EXTRACT PROVIDED START

The Option will be exercisable
within the seven year term of the option during the period that
Executive provides services to the Corporation and for 24 months
after termination for any reason except termination for cause by
the Corporation, provided that such exercise is effected within the
seven-year term of the option. In the event of a Corporate
Transaction (as such term is defined in the Plan), vesting of the
Option (and any other options granted to Executive) shall be
governed by the provisions contained in the Corporation’s
standard stock option agreement under the Plan for the
Corporation’s officers and directors, except that the portion
of the Option that is to vest in monthly installments will fully
vest if the Corporation is not the surviving entity in the
Corporate Transaction. The Option will have such other terms and
conditions as are included in the Corporation’s standard
stock option agreement under the Plan. If the term of this
Agreement is extended beyond February 17, 2010, or if
Executive’s employment hereunder continues at-will beyond
February 17, 2010, the Board of Directors of the Corporation
shall review the aggregate number of stock options granted to the
Executive promptly following such date (and thereafter not less
frequently than annually) in order to determine whether an increase
in the number thereof is warranted. Any such option shall have
substantially the same terms and conditions as the Option
contemplated hereunder. Within thirty (30) days following the
grant of the Option to Executive, the Corporation shall file with
the U.S. Securities and Exchange Commission a registration
statement on Form S-8 covering the shares of the
Corporation’s common stock issuable pursuant to any options
issued to Executive and then-outstanding, to the extent the shares
so issuable are not covered by an existing Form S-8 registration
statement.

EXTRACT PROVIDED END
RAW DATA START

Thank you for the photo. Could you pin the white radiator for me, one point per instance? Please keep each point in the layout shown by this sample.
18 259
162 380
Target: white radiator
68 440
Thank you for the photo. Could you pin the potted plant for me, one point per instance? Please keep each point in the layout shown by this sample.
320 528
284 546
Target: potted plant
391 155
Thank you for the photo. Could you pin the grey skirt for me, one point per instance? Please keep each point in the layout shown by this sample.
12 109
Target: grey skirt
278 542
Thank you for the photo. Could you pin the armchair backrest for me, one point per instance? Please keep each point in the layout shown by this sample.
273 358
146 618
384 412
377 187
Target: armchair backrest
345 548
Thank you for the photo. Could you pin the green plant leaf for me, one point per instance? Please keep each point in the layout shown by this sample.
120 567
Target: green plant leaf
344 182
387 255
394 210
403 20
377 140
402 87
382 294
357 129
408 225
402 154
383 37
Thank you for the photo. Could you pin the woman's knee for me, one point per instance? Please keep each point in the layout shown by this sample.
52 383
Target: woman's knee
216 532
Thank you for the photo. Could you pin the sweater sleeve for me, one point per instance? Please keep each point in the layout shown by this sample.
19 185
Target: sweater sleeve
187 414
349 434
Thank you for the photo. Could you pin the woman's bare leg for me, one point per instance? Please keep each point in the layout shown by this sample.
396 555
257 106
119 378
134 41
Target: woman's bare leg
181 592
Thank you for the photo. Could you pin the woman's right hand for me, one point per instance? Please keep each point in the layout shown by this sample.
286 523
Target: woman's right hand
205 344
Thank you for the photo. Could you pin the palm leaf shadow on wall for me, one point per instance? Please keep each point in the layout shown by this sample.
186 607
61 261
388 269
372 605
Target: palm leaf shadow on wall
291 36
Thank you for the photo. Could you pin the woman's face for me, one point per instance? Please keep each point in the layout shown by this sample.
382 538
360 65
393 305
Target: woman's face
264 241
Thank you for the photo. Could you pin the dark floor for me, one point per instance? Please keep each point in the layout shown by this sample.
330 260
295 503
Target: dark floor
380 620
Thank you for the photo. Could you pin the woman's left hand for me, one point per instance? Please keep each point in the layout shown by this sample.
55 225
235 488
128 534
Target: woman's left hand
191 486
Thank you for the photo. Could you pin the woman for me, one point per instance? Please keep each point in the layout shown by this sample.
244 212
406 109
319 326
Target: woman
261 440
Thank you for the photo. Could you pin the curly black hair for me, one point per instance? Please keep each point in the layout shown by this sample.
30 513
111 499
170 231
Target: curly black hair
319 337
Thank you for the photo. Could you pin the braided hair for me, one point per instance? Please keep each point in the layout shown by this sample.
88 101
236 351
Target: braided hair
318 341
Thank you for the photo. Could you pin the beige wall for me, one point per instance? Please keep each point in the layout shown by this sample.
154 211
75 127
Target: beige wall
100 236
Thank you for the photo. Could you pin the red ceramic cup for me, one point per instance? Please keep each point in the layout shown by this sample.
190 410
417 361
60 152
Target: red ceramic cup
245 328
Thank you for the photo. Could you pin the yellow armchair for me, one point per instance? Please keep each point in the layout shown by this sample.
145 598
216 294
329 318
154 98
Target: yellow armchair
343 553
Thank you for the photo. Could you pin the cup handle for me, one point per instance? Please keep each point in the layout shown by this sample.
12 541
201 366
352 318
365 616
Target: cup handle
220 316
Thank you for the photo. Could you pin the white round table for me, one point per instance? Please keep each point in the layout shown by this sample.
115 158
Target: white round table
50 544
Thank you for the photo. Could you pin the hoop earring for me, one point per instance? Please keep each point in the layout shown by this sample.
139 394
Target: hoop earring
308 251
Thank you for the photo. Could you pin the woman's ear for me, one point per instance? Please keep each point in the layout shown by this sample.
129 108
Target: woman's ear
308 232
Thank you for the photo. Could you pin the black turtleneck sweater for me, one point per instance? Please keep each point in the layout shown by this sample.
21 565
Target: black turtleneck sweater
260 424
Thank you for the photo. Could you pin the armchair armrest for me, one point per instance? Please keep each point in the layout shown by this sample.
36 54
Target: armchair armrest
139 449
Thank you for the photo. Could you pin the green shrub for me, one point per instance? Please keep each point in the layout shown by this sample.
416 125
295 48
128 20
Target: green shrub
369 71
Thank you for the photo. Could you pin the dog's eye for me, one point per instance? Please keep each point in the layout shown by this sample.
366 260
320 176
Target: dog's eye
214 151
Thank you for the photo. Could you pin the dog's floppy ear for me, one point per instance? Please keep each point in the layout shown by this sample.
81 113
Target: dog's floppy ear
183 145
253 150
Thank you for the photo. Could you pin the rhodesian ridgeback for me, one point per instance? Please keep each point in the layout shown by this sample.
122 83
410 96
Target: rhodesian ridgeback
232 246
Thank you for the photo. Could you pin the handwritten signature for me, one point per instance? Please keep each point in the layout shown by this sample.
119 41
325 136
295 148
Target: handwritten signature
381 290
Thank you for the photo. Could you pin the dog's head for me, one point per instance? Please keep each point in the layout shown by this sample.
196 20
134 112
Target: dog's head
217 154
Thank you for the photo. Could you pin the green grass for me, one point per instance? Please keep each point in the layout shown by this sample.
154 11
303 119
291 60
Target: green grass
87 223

RAW DATA END

▶ [PROBLEMS AND TASKS]:
(A) According to the stock option excerpt, how long after termination, other than termination for cause by the Corporation, may the Option still be exercised?
(B) Carry on the stock option excerpt beyond its final sentence, matching its formal contractual style.
The records play no part in this work.

▶ [RESPONSES BY TASK]:
(A) For 24 months after termination, provided the exercise falls within the seven-year term of the option.

(B)
5. Business Expenses . The
Corporation will promptly reimburse Executive for all business
expenses incurred by Executive in connection with the business of
the Corporation in accordance with the Corporation’s policy
regarding the nature and amount of expenses and the maintenance and
submission of receipts and records necessary for the Corporation to
document them as proper business expenses.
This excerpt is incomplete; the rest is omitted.